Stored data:

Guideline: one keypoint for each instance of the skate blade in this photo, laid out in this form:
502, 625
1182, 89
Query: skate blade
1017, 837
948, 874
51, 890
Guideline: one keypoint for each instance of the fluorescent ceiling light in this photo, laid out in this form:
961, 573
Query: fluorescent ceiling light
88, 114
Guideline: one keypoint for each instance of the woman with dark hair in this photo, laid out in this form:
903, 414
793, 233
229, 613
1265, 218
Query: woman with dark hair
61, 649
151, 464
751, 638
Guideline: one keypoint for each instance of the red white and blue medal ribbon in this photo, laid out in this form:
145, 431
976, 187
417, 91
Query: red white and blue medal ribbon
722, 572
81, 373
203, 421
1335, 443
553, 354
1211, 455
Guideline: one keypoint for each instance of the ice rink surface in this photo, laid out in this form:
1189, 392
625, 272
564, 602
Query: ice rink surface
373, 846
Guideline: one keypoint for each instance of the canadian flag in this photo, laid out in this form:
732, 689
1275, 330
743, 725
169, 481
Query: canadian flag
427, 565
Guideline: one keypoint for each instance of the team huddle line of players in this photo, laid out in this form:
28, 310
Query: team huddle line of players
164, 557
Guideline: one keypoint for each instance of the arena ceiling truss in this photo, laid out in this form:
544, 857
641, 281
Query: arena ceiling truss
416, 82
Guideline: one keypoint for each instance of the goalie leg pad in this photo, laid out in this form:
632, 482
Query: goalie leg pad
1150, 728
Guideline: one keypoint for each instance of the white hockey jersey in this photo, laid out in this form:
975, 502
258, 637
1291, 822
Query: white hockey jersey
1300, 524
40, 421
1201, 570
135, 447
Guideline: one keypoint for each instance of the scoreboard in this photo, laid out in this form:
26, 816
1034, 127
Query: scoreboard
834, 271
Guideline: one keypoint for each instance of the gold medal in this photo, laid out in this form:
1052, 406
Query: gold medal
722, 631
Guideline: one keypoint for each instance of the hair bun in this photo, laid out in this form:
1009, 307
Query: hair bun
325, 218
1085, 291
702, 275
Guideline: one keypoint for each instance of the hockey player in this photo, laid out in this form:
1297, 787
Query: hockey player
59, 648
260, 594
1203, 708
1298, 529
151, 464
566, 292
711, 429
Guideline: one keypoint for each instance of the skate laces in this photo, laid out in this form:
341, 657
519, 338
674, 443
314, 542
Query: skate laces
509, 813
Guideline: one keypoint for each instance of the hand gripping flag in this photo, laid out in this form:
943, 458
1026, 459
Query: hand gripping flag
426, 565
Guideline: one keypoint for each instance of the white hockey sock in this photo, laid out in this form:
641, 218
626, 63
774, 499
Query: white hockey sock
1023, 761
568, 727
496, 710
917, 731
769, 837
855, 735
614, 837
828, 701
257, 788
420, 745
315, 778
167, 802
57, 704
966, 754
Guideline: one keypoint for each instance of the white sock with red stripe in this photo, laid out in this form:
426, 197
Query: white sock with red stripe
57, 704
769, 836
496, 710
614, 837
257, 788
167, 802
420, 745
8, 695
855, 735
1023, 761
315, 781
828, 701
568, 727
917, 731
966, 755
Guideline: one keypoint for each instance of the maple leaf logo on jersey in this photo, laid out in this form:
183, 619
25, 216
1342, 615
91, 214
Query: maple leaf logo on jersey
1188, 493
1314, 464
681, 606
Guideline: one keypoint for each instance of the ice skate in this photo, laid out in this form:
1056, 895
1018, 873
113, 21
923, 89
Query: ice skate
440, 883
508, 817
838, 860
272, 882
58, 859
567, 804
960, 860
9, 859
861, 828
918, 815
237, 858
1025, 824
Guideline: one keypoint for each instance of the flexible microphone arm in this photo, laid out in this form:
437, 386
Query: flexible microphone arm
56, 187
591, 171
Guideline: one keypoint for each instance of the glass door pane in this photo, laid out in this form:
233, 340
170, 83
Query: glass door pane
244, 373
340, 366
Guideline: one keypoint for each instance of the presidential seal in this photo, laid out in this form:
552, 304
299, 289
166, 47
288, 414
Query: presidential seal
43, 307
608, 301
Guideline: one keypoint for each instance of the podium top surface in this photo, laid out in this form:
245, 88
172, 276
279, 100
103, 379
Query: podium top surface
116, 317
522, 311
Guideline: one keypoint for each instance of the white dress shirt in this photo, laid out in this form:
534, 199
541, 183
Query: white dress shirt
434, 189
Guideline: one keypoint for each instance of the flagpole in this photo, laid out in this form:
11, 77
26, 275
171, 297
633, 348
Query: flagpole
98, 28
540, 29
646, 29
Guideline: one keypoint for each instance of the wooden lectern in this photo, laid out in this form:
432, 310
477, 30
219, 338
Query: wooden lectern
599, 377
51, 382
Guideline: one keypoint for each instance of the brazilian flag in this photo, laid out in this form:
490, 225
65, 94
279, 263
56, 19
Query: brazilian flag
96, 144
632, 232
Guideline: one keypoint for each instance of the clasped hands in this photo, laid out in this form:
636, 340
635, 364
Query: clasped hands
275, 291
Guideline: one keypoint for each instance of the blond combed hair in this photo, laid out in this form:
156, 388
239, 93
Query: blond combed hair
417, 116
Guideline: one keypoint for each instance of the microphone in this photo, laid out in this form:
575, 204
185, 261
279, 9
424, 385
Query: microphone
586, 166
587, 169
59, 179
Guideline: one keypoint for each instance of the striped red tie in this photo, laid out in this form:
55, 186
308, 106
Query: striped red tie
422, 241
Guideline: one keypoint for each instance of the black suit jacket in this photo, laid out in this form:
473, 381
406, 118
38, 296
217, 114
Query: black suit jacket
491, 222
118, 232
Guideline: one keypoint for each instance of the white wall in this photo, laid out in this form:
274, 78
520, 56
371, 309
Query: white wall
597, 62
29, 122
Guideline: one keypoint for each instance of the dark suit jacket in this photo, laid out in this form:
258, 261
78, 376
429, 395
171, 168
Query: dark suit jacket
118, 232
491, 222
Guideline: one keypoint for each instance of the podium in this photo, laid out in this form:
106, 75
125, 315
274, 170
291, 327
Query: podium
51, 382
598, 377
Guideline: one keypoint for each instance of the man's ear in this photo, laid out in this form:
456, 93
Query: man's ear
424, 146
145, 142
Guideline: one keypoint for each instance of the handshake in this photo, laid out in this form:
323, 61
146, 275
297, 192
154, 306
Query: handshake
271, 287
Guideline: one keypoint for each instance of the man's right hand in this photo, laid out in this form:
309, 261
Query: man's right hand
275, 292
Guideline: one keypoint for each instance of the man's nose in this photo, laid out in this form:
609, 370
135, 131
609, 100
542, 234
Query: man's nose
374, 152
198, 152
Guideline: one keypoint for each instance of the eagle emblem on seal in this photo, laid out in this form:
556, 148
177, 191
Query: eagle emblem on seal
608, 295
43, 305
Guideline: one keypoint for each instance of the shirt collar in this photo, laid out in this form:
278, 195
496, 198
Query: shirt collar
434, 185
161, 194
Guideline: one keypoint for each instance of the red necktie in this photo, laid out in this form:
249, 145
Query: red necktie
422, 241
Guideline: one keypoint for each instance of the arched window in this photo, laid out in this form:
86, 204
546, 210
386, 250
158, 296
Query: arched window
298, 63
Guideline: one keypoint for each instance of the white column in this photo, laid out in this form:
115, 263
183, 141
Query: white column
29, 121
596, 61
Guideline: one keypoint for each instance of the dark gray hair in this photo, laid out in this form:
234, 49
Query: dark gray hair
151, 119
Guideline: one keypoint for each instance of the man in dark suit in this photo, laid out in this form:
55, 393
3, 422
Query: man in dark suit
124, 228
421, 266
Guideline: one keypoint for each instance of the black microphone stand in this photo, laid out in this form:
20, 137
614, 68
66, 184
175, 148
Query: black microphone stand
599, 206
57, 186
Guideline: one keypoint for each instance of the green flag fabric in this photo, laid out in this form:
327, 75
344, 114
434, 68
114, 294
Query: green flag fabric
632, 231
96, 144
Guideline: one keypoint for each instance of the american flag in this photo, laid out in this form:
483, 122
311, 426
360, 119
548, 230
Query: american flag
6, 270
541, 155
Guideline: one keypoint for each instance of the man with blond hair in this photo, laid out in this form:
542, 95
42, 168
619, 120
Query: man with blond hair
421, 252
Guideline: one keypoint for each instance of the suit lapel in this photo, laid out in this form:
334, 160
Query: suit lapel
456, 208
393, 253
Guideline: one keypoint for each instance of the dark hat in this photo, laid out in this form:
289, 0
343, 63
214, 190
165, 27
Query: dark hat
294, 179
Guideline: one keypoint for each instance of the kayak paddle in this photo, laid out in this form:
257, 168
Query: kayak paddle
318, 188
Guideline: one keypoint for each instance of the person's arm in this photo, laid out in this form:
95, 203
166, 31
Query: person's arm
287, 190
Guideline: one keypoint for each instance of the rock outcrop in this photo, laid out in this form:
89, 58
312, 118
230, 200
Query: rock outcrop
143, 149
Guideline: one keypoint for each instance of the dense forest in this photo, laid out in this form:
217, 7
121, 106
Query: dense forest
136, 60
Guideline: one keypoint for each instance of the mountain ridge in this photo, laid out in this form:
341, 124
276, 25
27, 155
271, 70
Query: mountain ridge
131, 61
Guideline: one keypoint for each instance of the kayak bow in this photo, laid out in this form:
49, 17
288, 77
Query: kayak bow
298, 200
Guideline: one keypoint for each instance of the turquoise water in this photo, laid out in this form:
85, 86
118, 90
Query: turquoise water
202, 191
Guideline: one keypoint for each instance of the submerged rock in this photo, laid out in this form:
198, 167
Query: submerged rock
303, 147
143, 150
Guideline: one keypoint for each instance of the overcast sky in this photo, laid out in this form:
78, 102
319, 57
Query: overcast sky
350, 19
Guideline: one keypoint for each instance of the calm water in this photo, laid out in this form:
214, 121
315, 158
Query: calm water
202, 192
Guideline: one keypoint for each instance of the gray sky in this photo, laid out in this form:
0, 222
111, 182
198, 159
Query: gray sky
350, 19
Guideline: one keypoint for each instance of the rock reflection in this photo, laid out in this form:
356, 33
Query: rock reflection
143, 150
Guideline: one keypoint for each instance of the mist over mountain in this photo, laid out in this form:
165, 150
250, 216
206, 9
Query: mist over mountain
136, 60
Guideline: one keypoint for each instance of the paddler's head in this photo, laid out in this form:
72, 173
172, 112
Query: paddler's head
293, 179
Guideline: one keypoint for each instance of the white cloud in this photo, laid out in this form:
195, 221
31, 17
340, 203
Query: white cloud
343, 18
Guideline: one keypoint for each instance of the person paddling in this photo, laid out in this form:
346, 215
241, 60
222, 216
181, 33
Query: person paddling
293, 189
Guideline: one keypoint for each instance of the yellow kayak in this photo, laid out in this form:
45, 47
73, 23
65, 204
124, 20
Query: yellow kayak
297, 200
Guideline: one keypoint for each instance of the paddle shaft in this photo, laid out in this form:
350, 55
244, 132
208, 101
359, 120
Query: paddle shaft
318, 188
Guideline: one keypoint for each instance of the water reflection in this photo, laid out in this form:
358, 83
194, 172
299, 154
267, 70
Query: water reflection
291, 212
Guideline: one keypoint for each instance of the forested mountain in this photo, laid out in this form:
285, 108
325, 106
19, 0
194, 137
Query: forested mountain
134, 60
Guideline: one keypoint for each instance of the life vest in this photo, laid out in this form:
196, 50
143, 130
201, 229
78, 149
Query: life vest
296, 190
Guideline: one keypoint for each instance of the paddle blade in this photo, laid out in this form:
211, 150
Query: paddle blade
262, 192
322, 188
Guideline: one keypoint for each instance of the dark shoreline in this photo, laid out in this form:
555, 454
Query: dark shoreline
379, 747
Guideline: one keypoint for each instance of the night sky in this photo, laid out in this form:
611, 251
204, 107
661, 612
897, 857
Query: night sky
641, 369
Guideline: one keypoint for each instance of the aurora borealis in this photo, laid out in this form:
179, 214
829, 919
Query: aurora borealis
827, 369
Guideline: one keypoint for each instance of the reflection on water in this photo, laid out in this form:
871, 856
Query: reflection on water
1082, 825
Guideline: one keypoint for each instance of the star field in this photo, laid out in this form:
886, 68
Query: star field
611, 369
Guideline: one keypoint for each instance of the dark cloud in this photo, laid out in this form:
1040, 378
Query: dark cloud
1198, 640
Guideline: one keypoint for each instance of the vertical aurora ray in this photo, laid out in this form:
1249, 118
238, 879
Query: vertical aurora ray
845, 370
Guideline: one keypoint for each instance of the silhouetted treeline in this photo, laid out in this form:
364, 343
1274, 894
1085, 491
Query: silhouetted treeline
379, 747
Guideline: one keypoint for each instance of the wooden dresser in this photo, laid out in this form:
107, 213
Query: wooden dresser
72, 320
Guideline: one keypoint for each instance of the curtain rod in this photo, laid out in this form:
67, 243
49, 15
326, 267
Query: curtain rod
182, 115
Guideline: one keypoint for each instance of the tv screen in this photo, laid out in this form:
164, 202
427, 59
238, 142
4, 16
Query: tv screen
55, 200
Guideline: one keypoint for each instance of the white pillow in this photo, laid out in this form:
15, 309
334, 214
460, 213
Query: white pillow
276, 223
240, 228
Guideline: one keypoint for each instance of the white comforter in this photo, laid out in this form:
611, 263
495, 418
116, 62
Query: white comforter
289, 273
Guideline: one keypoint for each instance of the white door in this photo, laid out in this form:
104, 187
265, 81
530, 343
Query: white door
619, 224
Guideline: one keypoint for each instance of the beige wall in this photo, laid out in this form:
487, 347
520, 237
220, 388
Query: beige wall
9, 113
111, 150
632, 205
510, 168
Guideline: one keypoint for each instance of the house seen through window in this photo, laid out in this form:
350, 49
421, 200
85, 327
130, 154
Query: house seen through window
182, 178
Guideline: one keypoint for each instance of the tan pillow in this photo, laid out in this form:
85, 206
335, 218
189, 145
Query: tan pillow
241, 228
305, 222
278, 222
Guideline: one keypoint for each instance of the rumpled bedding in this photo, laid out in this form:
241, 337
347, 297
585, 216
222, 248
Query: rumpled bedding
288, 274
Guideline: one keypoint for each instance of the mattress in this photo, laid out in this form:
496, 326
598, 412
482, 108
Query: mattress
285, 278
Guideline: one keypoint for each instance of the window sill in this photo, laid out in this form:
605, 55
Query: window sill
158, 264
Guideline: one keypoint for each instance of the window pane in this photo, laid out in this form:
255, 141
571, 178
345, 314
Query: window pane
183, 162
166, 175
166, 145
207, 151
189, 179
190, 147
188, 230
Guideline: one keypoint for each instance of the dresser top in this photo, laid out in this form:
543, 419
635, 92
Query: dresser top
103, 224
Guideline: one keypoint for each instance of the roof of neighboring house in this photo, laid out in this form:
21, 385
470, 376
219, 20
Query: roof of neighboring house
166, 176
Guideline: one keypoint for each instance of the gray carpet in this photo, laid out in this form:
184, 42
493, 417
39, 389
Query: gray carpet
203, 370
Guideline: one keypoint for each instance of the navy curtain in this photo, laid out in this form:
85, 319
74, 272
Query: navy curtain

**Brief:**
Above are the records; from them, give again exactly the lines from the one containing "Query: man's right hand" to the one containing "Guideline: one keypoint for each instance of the man in", both lines included, and nothing more.

**Result of the exercise:**
Query: man's right hand
275, 292
Guideline: one keypoint for each instance of the man's nose in this photo, laid out in this form:
609, 370
135, 131
609, 100
542, 234
Query: man's nose
374, 152
198, 152
Guideline: one keypoint for each instance of the eagle emblem on seal in this photo, laid out in this form:
556, 148
177, 191
Query: eagle emblem on seal
608, 295
43, 305
Guideline: one keypoint for each instance of the shirt collar in this photo, laid out in this form:
278, 195
496, 198
Query: shirt collar
434, 185
161, 194
Guideline: one keypoint for each instance of the red necktie in this photo, laid out in this form:
249, 145
Query: red necktie
422, 241
Guideline: one keypoint for each instance of the arched window in this photo, laid out in this form:
86, 204
546, 210
386, 250
158, 296
Query: arched window
298, 63
Guideline: one keypoint for each instance of the white column in this photo, laid out in this form:
115, 263
183, 141
Query: white column
29, 121
596, 61
Guideline: one keypoint for each instance of the dark gray hair in this photo, laid out in this form:
234, 49
Query: dark gray hair
151, 119
Guideline: one keypoint for each instance of the man in dark suit in this photo, laid out in this form:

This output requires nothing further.